→ What the exercise asks
Only the lines from the line holding "Note to the class: find each instance of the black" to the last line should be output, each exactly as given.

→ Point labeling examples
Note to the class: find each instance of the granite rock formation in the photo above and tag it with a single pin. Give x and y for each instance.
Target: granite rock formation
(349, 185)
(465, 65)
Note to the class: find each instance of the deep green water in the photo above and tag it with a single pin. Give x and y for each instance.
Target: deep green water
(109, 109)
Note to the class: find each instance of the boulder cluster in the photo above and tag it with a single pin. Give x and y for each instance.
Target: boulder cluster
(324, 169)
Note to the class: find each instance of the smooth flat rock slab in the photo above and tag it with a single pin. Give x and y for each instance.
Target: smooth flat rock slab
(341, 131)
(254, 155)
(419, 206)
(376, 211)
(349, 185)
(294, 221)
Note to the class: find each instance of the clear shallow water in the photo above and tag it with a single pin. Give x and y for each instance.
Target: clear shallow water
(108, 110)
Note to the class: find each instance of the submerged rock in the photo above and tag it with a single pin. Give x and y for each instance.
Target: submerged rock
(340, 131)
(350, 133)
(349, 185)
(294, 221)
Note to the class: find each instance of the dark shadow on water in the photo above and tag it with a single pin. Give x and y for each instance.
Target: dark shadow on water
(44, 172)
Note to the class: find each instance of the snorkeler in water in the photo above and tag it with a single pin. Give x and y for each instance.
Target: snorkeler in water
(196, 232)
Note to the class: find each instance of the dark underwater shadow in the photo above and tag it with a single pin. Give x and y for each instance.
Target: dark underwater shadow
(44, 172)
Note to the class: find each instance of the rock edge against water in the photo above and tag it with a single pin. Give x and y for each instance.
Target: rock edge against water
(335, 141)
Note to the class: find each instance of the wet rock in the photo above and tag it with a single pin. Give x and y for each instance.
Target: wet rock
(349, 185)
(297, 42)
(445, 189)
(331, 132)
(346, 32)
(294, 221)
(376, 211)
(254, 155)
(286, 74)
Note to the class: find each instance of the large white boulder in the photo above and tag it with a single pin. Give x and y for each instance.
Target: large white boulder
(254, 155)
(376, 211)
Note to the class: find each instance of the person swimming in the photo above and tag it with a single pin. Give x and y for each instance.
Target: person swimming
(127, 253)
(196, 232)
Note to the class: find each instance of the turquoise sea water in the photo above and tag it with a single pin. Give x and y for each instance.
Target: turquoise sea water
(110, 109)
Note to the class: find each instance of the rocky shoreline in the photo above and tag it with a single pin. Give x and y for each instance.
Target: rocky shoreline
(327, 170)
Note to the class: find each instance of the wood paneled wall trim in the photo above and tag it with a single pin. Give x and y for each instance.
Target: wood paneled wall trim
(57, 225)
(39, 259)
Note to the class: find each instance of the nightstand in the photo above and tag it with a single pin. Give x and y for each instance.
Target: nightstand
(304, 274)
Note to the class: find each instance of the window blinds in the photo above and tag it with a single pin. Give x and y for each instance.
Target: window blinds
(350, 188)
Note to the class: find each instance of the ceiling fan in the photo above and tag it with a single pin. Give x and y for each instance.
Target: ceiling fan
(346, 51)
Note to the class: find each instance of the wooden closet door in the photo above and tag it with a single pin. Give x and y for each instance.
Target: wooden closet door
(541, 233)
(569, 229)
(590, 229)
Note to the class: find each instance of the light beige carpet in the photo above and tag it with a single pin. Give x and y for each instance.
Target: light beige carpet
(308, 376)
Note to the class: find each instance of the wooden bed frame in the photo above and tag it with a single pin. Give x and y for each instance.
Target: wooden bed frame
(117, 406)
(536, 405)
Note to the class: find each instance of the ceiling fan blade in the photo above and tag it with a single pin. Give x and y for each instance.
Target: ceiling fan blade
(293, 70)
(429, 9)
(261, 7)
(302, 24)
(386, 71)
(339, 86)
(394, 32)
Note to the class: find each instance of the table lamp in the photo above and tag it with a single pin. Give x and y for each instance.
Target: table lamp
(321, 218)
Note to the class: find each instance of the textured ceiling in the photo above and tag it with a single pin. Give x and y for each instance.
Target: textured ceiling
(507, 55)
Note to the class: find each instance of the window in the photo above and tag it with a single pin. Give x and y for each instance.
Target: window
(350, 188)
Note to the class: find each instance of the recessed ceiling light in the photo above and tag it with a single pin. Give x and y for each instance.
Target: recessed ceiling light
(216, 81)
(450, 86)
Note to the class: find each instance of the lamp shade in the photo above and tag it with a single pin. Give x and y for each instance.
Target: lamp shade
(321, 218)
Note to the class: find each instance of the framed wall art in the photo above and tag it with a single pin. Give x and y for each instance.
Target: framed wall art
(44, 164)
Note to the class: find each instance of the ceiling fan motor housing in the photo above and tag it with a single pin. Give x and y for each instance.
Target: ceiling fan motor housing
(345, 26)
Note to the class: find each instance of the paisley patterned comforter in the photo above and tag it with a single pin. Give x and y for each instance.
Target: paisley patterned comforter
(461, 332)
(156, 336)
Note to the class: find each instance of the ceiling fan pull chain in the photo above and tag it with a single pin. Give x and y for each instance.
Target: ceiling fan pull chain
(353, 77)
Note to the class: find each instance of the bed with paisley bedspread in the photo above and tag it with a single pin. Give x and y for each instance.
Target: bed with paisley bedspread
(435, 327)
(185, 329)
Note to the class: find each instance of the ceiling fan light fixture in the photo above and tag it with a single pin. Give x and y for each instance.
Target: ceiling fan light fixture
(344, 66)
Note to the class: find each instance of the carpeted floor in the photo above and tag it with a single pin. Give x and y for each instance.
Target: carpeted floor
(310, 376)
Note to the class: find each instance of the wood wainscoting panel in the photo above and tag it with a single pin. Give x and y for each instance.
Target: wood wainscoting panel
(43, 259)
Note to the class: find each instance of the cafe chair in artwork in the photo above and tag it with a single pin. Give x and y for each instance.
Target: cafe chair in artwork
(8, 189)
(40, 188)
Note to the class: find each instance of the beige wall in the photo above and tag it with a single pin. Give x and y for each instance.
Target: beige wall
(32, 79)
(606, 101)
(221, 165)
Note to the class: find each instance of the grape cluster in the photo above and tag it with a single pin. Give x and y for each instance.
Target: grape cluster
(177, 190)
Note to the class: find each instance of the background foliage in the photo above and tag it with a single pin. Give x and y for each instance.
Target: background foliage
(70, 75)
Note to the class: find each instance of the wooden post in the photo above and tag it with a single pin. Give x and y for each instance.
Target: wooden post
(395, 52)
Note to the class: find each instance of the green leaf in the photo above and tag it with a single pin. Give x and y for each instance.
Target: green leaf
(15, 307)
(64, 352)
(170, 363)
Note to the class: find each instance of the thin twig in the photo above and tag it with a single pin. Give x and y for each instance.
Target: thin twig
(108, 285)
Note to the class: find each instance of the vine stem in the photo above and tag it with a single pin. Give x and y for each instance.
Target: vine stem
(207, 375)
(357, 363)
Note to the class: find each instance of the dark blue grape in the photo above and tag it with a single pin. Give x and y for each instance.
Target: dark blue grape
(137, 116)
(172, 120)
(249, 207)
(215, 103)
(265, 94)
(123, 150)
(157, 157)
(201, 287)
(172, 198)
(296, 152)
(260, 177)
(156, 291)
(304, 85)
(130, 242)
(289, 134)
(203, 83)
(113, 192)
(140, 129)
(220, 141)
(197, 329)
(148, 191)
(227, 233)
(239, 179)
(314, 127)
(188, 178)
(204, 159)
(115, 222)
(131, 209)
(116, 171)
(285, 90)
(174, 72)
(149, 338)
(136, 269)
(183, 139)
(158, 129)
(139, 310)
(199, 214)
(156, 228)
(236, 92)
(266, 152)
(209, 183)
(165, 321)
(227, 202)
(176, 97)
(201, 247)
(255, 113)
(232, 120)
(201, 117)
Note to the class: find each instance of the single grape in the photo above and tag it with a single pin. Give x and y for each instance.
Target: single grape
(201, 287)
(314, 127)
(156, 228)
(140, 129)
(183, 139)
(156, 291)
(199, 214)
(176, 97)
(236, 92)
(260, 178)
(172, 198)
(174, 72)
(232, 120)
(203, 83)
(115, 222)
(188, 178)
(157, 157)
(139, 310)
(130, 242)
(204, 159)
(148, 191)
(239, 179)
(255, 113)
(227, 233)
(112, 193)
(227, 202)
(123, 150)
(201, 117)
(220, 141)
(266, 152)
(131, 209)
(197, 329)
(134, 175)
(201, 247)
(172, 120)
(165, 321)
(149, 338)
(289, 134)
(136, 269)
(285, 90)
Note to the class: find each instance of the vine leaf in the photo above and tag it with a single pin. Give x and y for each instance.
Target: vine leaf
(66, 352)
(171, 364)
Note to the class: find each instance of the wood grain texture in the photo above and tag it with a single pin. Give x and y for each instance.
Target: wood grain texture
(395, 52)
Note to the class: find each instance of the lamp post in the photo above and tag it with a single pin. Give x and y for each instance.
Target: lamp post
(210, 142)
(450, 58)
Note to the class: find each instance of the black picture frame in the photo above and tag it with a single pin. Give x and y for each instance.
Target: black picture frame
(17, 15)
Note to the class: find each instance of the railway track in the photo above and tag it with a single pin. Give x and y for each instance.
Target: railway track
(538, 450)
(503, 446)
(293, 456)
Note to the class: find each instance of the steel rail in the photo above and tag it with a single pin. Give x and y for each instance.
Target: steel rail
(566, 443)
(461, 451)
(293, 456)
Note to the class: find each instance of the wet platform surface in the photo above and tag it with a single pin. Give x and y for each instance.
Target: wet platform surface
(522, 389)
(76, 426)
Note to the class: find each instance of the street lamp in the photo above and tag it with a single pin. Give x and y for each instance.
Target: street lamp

→ Completed task
Note to the class: find each instance of the black picture frame in the photo above and tag it with a single pin. Give x and y for each instance.
Target: black picture frame
(17, 15)
Note to the class: find each instance of the railway track in the photo above and tag it with a single pin. Give x and y for each instance.
Target: railway track
(538, 450)
(503, 446)
(293, 456)
Note to the class: find each instance of the steel rail in the photo above and tag it with a single pin. Give x and y for each instance.
Target: steel rail
(566, 443)
(461, 451)
(293, 456)
Note to the class: find each instance of the wet platform surface in the photo above and tag it with a single pin. Give x and y for each instance.
Target: wet platform surface
(522, 389)
(76, 426)
Note to the class: find each instance of the street lamp in the photo above and tag it with a single pin. Give x and y for each instance.
Target: street lamp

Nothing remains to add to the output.